[Start PASSAGE GIVEN]

Executive Summary
Hindalco continues to demonstrate resilience and growth as a leading integrated metals player, underpinned by its dual engine of robust Indian operations (Aluminium & Copper) and the steady performance of its US-based subsidiary, Novelis. The company reported strong Q2FY26 results, with consolidated revenue growing 13.5% YoY to INR 66,058 crore and EBITDA expanding 19.2% YoY to INR 8,785 crore, driven by improved operational efficiencies, better product mix, and higher demand in both upstream and downstream segments.
Our research is predicated on three pillars: (1) Cyclical Upside in LME Aluminium: Global supply constraints and rising demand from green energy sectors (EVs, solar) are supporting firm metal prices, directly benefiting Hindalco’s upstream margins; (2) Novelis’ Structural Recovery: With the Bay Minette expansion progressing and the Oswego plant on track to resume full operations by December 2025, Novelis is overcoming temporary headwinds from US tariffs and operational disruptions, positioning it for margin expansion; and (3) Deleveraging & Capital Efficiency: Management’s focus on maintaining a Net Debt/EBITDA ratio below 2.0x (currently ~1.23x) while funding aggressive capex through internal accruals highlights prudent capital allocation. Key risks include volatility in LME aluminium prices, fluctuations in coal costs for Indian operations, and potential regulatory shifts in global trade tariffs.

Company Overview & Corporate Structure
History & Evolution
Hindalco Industries Ltd, the metals flagship of the Aditya Birla Group, is one of the world’s largest aluminium rolling and recycling companies and a major copper player. Established in 1958, the company has transformed from a domestic upstream producer into a global downstream powerhouse, largely catalyzed by the landmark acquisition of Novelis in 2007. Today, Hindalco operates across the entire value chain: bauxite mining, alumina refining, coal mining, captive power generation, aluminium smelting, and downstream rolling/extrusions.

[End PASSAGE GIVEN]
[Start GIVEN MATERIAL]

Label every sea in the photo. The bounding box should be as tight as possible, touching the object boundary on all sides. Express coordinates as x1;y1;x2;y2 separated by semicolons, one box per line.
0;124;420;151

[End GIVEN MATERIAL]

REQUIRED ACTIONS:
(1) Say whether each statement agrees with the Hindalco report, answering yes or no and quoting the deciding words: (a) Consolidated revenue grew 13.5% year over year in Q2FY26. (b) Hindalco acquired Novelis in 1958. (c) The company's current Net Debt/EBITDA ratio is above 2.0x.
(2) Take the Hindalco report further, starting after its last sentence.
The data above comes from a different source than the Hindalco report.

ANSWERS PROVIDED:
(1)
(a) Yes: "consolidated revenue growing 13.5% YoY to INR 66,058 crore"
(b) No: "the landmark acquisition of Novelis in 2007"
(c) No: "below 2.0x (currently ~1.23x)"

(2)
Business Segments
- Novelis (approx. 60% of Revenue): The world’s largest producer of rolled aluminium products and the largest recycler of aluminium. Headquartered in Atlanta, it serves the beverage packaging, automotive, and aerospace sectors. It operates 33 manufacturing plants globally.
- Aluminium Upstream (India): Includes bauxite mines, refineries (Utkal Alumina), and smelters (Renukoot, Hirakud, Mahan, Aditya). This segment is highly sensitive to LME prices and input costs (coal/CP Coke).
- Aluminium Downstream (India): Focuses on value-added products (VAP) like foil, extrusions, and flat-rolled products for the domestic market.
- Copper (India): Operates one of the world’s largest custom copper smelters at Dahej, Gujarat. It produces copper cathodes and continuous cast rods (CCR), with significant revenue also derived from by-products like gold, silver, and sulphuric acid.
Management & Strategy
Led by Managing Director Satish Pai, Hindalco’s strategy focuses on “de-commoditizing” its portfolio by increasing the share of Value-Added Products (VAP). The company has committed to substantial organic growth, including a INR 10,225 crore expansion at Aditya Aluminium and the ongoing USD 2.5 billion investment in Bay Minette, Alabama.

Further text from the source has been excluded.